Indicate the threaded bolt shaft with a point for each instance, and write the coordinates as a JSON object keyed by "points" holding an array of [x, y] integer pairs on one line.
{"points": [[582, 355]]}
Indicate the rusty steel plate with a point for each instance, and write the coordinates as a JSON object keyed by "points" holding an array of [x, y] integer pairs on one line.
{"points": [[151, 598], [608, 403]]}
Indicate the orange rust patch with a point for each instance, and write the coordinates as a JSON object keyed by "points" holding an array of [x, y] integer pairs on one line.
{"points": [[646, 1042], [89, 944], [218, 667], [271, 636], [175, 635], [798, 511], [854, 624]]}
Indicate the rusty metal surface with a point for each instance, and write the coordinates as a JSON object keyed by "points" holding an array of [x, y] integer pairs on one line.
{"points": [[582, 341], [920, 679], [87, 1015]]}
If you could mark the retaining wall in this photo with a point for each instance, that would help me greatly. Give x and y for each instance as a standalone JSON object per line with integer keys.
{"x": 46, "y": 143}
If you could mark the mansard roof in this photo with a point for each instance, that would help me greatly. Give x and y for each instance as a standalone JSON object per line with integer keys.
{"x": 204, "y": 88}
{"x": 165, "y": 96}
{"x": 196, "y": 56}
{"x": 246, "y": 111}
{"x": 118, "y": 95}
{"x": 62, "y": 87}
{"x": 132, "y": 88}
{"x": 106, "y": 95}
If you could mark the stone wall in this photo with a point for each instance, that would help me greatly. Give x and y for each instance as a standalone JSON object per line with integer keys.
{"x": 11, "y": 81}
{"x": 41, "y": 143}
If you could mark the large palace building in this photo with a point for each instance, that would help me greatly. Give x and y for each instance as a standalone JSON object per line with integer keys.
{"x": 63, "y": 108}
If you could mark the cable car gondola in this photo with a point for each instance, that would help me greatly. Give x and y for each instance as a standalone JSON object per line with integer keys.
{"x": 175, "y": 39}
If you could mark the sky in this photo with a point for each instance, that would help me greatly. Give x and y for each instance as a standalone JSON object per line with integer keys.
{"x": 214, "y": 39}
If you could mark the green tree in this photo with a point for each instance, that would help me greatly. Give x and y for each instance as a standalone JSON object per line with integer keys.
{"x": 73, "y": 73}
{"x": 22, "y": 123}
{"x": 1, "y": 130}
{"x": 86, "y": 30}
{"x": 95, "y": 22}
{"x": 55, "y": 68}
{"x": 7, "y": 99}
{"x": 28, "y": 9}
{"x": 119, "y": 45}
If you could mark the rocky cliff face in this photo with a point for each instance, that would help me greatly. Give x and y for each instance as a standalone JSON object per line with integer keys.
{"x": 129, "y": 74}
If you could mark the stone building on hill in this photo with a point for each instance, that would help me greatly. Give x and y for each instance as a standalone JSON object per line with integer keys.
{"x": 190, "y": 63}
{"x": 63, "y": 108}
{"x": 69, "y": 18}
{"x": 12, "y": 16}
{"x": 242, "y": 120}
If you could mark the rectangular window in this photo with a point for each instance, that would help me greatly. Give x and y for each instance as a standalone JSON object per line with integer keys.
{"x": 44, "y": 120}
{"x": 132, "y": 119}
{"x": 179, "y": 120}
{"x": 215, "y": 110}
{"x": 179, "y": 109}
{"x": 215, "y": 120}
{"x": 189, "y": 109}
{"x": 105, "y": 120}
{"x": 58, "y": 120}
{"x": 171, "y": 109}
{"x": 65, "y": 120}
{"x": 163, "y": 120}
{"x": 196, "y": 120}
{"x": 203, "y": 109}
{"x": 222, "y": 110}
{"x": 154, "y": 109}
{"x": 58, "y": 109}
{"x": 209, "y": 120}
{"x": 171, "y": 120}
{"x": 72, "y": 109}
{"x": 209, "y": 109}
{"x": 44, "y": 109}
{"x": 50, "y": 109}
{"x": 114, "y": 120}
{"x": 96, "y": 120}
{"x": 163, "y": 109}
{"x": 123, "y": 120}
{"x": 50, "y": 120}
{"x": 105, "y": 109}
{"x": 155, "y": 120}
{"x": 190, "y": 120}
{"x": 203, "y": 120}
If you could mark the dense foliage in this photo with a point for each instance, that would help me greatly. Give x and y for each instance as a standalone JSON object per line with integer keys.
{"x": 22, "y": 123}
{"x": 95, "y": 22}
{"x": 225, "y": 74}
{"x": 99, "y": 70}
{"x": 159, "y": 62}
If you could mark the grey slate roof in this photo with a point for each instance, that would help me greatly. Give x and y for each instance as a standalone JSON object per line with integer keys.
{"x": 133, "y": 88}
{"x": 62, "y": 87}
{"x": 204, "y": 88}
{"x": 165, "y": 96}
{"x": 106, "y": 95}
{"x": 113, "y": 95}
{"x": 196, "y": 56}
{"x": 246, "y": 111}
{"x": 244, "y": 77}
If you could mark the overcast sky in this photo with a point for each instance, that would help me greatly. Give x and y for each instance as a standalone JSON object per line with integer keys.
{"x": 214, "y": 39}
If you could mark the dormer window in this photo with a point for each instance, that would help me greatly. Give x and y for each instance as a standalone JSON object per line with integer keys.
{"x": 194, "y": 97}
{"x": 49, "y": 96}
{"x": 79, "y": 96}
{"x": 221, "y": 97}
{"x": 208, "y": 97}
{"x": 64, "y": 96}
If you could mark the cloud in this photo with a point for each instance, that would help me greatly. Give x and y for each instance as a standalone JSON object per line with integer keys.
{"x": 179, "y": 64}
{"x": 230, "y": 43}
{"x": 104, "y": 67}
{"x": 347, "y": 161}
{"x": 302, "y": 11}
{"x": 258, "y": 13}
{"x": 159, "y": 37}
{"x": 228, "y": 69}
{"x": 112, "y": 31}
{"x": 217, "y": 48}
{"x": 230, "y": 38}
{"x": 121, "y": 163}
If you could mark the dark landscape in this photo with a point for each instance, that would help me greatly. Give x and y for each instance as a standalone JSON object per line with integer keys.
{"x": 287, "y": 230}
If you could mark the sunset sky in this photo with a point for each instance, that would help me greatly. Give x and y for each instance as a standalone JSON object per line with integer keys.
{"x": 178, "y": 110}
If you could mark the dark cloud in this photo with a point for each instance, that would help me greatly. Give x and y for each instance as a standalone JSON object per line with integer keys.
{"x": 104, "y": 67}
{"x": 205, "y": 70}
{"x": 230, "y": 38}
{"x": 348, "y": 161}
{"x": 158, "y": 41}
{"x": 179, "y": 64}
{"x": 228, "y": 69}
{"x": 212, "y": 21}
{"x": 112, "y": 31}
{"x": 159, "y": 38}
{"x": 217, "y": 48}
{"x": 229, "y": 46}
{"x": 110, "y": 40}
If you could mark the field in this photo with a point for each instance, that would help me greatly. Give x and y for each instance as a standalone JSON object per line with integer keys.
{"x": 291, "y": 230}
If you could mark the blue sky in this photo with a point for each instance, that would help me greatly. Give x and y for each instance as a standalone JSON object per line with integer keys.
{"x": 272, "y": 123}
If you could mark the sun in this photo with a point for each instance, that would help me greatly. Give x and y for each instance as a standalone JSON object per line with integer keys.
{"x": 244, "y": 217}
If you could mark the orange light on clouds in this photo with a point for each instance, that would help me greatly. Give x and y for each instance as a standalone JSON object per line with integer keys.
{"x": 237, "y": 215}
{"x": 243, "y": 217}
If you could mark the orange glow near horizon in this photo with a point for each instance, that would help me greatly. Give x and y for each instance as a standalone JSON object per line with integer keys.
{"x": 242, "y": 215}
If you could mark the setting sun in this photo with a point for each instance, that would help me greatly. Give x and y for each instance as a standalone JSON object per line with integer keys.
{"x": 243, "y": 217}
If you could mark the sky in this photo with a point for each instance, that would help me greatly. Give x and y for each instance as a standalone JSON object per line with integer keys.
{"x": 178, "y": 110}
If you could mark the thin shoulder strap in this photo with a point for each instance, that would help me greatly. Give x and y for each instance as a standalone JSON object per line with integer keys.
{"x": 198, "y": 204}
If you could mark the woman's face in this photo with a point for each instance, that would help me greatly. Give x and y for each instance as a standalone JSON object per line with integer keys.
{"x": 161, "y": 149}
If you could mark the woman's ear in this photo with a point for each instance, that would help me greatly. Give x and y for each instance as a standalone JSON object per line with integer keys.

Description of the task → Write out, exactly as shown, only the lines running from the one that contains "If you could mark the blue" to the last line above.

Written solution →
If you could mark the blue sky in this photo with a point for each instance, that would help me greatly. Give x and y for each instance as a standalone JSON object per line with integer keys.
{"x": 272, "y": 123}
If you could mark the sun in this photo with a point for each instance, that would help me greatly. Give x and y for each instance as a standalone JSON object per line with integer keys.
{"x": 244, "y": 217}
If you could mark the orange light on clouds in this photo with a point for each instance, that would help me greatly. Give x and y for each instance as a standalone JSON object per line with integer keys.
{"x": 237, "y": 215}
{"x": 243, "y": 217}
If you could mark the orange glow near horizon in this photo with a point for each instance, that would help me greatly. Give x and y for each instance as a standalone JSON object per line with integer keys.
{"x": 242, "y": 215}
If you could mark the setting sun in this photo with a point for each instance, that would help me greatly. Give x and y for each instance as a standalone JSON object per line with integer keys.
{"x": 243, "y": 217}
If you could mark the sky in this photo with a point for each instance, that would help me greatly. Give x and y for each instance as a standalone JSON object per line with integer keys.
{"x": 178, "y": 110}
If you could mark the thin shoulder strap in this photo with a point for each instance, that would help me greatly. Give x and y for each instance as a standalone JSON object per line with integer keys.
{"x": 198, "y": 204}
If you could mark the woman's face in this photo with a point for each instance, that would help me greatly. Give x and y for each instance as a standalone JSON object per line with integer keys.
{"x": 161, "y": 149}
If you could mark the woman's ear in this photo with a point for each instance, that would help me greatly. Give x and y for each instance as a standalone JSON object per line with integer keys.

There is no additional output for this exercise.